Directions for this task: Please output every line from the start of the records up to and including the line with "(376, 463), (800, 600)" as a numbered list, leaving out blank lines.
==== Record set ====
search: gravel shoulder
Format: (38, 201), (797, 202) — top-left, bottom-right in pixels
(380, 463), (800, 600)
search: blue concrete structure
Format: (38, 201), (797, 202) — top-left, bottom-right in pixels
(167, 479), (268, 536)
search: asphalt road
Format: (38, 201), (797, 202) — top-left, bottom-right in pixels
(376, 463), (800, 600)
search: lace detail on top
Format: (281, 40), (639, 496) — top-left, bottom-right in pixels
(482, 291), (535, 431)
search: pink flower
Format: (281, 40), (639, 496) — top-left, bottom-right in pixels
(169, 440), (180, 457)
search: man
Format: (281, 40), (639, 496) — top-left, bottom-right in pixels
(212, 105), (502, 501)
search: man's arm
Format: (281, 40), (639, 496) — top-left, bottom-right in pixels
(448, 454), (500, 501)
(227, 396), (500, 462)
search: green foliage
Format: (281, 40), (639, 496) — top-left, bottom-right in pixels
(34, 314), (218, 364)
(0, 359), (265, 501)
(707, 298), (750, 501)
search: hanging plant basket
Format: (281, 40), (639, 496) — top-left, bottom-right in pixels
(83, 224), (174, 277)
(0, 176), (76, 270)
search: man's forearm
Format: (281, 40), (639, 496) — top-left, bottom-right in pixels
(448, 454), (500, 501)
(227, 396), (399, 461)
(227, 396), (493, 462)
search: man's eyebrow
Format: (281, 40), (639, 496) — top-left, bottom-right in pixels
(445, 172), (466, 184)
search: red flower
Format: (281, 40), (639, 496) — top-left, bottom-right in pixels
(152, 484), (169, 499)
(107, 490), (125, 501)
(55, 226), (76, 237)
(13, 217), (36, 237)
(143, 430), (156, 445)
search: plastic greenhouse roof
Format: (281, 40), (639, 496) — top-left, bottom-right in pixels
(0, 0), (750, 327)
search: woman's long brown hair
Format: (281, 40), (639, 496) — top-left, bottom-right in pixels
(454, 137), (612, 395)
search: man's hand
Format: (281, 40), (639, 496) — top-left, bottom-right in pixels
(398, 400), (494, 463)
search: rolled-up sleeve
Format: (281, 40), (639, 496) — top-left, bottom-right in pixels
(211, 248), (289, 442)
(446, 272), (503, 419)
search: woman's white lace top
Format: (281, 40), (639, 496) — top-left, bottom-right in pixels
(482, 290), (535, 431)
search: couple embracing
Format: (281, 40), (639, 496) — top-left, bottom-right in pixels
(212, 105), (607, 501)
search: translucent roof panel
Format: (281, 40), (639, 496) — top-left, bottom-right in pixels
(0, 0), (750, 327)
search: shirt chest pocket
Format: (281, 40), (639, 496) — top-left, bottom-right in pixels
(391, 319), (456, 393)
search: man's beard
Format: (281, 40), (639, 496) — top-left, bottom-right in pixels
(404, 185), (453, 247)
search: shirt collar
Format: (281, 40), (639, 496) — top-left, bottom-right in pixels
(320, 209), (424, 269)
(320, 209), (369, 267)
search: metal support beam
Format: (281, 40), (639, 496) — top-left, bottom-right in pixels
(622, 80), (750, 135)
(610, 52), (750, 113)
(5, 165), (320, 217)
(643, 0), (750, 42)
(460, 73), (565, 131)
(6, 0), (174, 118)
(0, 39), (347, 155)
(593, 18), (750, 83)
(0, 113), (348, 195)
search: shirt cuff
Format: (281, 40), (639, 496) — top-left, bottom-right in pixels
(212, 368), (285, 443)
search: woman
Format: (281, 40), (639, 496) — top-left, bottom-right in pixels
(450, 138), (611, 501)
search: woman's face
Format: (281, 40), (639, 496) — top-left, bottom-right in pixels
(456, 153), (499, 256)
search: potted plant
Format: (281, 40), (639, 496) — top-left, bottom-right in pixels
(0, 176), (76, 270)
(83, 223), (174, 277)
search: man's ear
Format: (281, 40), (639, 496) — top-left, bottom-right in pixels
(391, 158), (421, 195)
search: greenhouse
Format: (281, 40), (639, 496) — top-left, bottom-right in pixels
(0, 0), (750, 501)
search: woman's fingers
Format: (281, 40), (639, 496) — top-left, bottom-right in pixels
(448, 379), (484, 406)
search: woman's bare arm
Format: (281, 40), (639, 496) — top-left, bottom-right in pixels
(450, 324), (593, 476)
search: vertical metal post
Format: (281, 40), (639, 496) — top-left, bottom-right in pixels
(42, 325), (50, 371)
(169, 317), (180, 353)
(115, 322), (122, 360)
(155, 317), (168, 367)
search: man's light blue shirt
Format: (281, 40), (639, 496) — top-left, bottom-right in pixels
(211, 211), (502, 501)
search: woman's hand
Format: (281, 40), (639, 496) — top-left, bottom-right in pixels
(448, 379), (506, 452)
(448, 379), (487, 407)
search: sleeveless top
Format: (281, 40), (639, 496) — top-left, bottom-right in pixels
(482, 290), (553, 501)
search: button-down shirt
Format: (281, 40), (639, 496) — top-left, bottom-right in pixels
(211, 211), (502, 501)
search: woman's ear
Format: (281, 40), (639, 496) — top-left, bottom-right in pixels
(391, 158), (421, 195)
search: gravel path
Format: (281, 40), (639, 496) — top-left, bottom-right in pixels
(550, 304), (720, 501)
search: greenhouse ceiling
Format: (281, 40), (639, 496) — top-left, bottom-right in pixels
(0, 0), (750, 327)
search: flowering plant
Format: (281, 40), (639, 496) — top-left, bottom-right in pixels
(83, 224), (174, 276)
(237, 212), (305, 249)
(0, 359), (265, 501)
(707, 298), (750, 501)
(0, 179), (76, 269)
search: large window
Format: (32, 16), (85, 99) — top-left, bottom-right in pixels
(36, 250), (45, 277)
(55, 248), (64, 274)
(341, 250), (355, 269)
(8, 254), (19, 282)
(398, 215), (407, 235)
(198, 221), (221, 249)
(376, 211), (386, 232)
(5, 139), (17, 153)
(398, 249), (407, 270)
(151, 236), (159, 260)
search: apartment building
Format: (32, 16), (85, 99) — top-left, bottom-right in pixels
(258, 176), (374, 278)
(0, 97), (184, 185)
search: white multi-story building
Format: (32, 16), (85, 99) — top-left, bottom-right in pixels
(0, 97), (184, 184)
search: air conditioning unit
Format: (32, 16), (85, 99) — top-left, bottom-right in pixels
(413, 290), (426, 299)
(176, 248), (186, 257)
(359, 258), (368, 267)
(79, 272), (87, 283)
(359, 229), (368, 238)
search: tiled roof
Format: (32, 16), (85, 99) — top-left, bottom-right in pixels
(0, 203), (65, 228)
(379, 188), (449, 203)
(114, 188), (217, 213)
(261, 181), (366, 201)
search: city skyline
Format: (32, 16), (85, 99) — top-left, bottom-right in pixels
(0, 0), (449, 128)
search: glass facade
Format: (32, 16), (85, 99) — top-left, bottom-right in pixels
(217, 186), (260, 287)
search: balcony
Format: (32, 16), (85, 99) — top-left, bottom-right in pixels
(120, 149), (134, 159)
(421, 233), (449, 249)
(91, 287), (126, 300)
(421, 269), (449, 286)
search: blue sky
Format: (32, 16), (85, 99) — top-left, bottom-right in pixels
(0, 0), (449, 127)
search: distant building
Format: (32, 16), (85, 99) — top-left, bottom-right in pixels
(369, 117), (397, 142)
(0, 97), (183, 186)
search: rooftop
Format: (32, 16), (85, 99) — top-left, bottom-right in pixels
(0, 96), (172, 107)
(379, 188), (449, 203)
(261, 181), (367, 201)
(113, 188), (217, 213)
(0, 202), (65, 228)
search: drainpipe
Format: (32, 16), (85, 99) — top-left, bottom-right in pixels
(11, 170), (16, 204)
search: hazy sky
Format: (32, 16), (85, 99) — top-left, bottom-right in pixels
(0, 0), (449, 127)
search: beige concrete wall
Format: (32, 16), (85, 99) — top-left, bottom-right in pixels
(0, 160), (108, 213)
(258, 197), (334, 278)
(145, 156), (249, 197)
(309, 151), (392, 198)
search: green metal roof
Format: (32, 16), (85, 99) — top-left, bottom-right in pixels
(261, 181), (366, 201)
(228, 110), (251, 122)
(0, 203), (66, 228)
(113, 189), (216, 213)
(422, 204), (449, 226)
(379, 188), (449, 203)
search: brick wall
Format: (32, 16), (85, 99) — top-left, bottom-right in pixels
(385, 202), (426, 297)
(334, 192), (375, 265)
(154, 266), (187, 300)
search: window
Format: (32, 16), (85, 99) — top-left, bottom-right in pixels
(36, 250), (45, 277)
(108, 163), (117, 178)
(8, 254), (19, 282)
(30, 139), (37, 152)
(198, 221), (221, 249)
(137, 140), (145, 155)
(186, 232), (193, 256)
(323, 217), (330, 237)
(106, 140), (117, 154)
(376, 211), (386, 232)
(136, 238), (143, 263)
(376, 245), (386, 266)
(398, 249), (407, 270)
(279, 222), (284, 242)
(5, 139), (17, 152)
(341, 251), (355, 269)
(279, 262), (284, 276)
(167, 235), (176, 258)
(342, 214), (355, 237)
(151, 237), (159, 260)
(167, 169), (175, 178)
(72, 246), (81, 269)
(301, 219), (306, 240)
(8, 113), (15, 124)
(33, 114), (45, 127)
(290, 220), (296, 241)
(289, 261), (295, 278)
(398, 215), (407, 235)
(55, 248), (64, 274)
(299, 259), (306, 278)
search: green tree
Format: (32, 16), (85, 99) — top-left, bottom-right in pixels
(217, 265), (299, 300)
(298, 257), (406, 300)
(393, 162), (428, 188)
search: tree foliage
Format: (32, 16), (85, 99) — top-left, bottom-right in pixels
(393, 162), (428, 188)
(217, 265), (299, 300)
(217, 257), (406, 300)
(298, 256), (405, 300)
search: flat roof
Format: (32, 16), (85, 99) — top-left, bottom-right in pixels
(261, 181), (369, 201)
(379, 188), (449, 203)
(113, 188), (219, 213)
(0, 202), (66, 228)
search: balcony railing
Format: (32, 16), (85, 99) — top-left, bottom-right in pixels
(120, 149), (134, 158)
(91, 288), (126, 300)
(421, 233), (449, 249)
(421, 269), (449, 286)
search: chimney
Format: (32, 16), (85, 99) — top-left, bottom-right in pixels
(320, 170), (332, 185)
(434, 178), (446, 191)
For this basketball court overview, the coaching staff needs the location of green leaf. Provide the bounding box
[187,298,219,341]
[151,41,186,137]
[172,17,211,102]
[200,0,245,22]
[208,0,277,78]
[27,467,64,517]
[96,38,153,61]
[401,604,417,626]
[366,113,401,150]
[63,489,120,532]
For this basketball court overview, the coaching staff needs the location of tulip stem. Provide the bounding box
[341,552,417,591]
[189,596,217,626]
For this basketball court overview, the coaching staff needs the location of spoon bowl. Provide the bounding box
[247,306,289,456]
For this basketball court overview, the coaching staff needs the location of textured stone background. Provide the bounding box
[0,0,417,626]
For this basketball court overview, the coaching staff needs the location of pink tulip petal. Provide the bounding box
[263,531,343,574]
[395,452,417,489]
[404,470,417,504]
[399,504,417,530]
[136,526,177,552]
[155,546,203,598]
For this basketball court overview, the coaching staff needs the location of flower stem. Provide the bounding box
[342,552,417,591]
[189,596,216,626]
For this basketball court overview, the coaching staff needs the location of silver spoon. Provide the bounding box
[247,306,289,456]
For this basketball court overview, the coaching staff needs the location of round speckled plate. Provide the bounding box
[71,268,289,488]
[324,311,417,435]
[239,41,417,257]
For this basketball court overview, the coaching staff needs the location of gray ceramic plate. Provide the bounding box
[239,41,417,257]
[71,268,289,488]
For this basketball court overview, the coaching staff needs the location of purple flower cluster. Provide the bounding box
====
Reply:
1. search: gravel shoulder
2. Format: (38, 201), (797, 202) — top-left, bottom-right in pixels
3. (380, 463), (800, 600)
4. search: blue concrete structure
5. Format: (38, 201), (797, 202) — top-left, bottom-right in pixels
6. (167, 479), (268, 536)
7. search: asphalt road
8. Format: (38, 201), (797, 202) — top-left, bottom-right in pixels
9. (376, 463), (800, 600)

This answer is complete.